Exercise details:
Reprint the full listing exactly.
>>>>>
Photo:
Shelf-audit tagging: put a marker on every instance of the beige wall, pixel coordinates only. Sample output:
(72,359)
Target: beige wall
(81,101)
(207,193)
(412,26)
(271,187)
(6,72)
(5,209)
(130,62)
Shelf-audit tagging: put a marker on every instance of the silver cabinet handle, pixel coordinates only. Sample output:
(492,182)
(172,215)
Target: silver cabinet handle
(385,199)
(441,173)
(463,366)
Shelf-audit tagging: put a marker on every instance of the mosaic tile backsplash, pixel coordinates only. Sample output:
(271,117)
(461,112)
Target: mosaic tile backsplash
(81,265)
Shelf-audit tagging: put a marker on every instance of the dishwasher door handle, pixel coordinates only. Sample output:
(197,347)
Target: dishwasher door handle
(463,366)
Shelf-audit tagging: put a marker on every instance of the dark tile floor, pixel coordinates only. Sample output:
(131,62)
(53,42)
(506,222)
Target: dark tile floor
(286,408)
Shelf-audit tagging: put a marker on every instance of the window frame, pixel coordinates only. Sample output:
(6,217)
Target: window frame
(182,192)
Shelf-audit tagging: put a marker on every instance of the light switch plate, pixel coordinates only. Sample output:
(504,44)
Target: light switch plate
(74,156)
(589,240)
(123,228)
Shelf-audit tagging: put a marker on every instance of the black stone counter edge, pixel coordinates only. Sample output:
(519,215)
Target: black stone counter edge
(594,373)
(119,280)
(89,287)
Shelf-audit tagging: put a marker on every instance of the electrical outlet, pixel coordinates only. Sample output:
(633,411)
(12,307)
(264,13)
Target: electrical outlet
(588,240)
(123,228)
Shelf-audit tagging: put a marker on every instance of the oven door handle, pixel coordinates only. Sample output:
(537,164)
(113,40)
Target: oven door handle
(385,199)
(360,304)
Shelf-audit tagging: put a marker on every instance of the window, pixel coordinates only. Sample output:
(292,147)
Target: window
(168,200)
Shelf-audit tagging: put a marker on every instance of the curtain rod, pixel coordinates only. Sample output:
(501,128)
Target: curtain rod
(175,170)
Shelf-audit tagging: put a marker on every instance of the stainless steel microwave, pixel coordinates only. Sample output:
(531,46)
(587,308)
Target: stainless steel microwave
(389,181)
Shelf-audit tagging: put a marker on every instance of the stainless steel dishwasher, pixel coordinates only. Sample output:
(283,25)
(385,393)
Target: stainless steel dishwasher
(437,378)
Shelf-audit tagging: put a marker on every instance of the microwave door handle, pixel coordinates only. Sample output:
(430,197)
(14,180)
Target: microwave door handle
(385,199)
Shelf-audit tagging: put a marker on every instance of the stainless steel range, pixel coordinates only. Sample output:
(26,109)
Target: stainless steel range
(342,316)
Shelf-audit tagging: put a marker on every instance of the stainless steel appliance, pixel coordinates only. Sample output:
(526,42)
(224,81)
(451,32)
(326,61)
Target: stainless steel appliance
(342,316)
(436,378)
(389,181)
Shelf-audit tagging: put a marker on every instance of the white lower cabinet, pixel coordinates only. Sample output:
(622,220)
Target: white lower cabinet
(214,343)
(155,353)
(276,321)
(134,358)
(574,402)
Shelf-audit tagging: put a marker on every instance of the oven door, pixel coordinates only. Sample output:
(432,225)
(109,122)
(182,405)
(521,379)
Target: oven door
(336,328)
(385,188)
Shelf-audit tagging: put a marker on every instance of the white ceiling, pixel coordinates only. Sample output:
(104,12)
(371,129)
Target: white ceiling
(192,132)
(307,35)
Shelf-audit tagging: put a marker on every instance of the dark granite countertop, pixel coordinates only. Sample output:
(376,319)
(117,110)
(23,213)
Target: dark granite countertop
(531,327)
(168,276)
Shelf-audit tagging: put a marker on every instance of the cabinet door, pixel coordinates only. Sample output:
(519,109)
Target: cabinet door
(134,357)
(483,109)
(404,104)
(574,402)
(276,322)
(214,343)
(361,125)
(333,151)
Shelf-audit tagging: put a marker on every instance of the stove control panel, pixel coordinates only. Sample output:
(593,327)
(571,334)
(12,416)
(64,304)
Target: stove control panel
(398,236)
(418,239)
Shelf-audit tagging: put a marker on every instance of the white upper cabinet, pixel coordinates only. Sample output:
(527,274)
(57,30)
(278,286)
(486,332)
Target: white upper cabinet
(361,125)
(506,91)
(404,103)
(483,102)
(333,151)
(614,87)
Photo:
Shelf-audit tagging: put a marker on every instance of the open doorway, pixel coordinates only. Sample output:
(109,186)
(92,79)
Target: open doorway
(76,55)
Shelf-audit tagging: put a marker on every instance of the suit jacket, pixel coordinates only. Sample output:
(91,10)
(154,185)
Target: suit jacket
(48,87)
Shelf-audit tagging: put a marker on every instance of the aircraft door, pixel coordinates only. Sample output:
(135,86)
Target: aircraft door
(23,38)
<<<<<
Response to this task:
Photo:
Shelf-audit tagging: put a marker on every instance of the beige wall, pixel coordinates only. Sample output:
(72,359)
Target: beige wall
(81,101)
(207,193)
(412,26)
(271,187)
(6,72)
(5,209)
(130,62)
Shelf-audit tagging: put a marker on every instance of the silver cabinet handle, pixel coordinates only. Sample output:
(492,182)
(172,215)
Target: silver cabinet handle
(385,199)
(441,173)
(463,366)
Shelf-audit tagging: put a marker on every instance of the mosaic tile backsplash, pixel coordinates only. Sample output:
(271,117)
(461,112)
Target: mosaic tile backsplash
(81,265)
Shelf-audit tagging: put a marker on every instance of the dishwasher door handle, pixel coordinates only. Sample output:
(197,347)
Target: dishwasher door handle
(463,366)
Shelf-audit tagging: put a marker on every instance of the dark tile floor, pixel coordinates only. Sample output:
(131,62)
(53,42)
(506,222)
Target: dark tile floor
(286,408)
Shelf-audit tagging: put a marker on every instance of the window frame, pixel coordinates only. Sample output:
(6,217)
Target: window frame
(182,192)
Shelf-audit tagging: put a marker on every instance of the light switch plate, pixel coordinates only. Sample output:
(504,44)
Target: light switch plate
(74,156)
(589,240)
(123,228)
Shelf-audit tagging: put a marker on every instance of the black stone counter edge, pixel coordinates only. Sample output:
(519,215)
Target: black stone counter edge
(594,373)
(119,280)
(89,287)
Shelf-audit tagging: put a marker on every instance of the electrical outlet, pixel coordinates only. Sample output:
(633,411)
(12,307)
(264,13)
Target: electrical outlet
(588,240)
(123,228)
Shelf-audit tagging: put a marker on every instance of the oven door handle, pixel coordinates only. Sample output:
(537,164)
(113,40)
Target: oven door handle
(385,199)
(360,304)
Shelf-audit tagging: put a marker on every instance of the window, pixel coordinates only. Sample output:
(292,147)
Target: window
(168,200)
Shelf-audit tagging: put a marker on every instance of the curtain rod, pixel coordinates only. Sample output:
(501,128)
Target: curtain rod
(175,170)
Shelf-audit tagging: put a marker on every instance of the stainless steel microwave, pixel coordinates only. Sample output:
(531,46)
(587,308)
Target: stainless steel microwave
(389,181)
Shelf-audit tagging: put a marker on every instance of the stainless steel dishwasher, pixel coordinates only. Sample output:
(283,25)
(385,393)
Target: stainless steel dishwasher
(437,378)
Shelf-audit tagging: put a marker on every instance of the microwave door handle, pixel coordinates only. Sample output:
(430,197)
(14,180)
Target: microwave door handle
(385,199)
Shelf-audit tagging: put a marker on every instance of the stainless steel range, pixel coordinates only. Sample output:
(26,109)
Target: stainless steel range
(342,316)
Shelf-audit tagging: put a marker on every instance of the stainless steel appliance, pixel coordinates only. Sample output:
(526,42)
(224,81)
(451,32)
(326,61)
Target: stainless steel appliance
(342,316)
(436,378)
(389,181)
Shelf-audit tagging: put a marker on every instance of the white lower cabinet, pixel coordinates only. Sample output:
(622,220)
Target: white lower cabinet
(214,343)
(155,353)
(276,321)
(134,358)
(574,402)
Shelf-audit tagging: put a marker on every instance of the oven door, pixel coordinates only. Sample output:
(432,225)
(109,122)
(182,405)
(521,379)
Target: oven door
(336,328)
(385,188)
Shelf-audit tagging: put a marker on every instance of the white ceiling, pixel coordinates only. Sample output:
(104,12)
(371,129)
Target: white ceiling
(192,132)
(307,35)
Shelf-audit tagging: put a marker on every instance of the dark granite countertop, pixel coordinates only. Sample output:
(376,319)
(117,110)
(23,213)
Target: dark granite countertop
(531,327)
(168,276)
Shelf-audit tagging: put a marker on every instance of the cabinet door, pixel coordinates only. Sample output:
(519,109)
Target: cabinet door
(134,357)
(483,109)
(404,104)
(574,402)
(276,322)
(214,343)
(361,125)
(333,151)
Shelf-audit tagging: put a marker on every instance of the stove control panel, pixel coordinates only. Sample output:
(593,327)
(571,334)
(12,416)
(64,304)
Target: stove control panel
(398,236)
(418,239)
Shelf-audit tagging: put a marker on every instance of the white upper cabinet, pixel coordinates only. Sample output:
(527,274)
(57,30)
(278,286)
(486,332)
Target: white upper cabinet
(361,125)
(506,91)
(404,103)
(483,102)
(333,151)
(614,87)
Photo:
Shelf-audit tagging: put a marker on every instance of the open doorway, pixel coordinates only. Sample output:
(109,186)
(92,79)
Target: open doorway
(76,55)
Shelf-audit tagging: put a marker on every instance of the suit jacket, pixel coordinates only. Sample output:
(91,10)
(154,185)
Target: suit jacket
(48,87)
Shelf-audit tagging: put a marker on every instance of the aircraft door, pixel coordinates only. Sample output:
(135,86)
Target: aircraft door
(23,38)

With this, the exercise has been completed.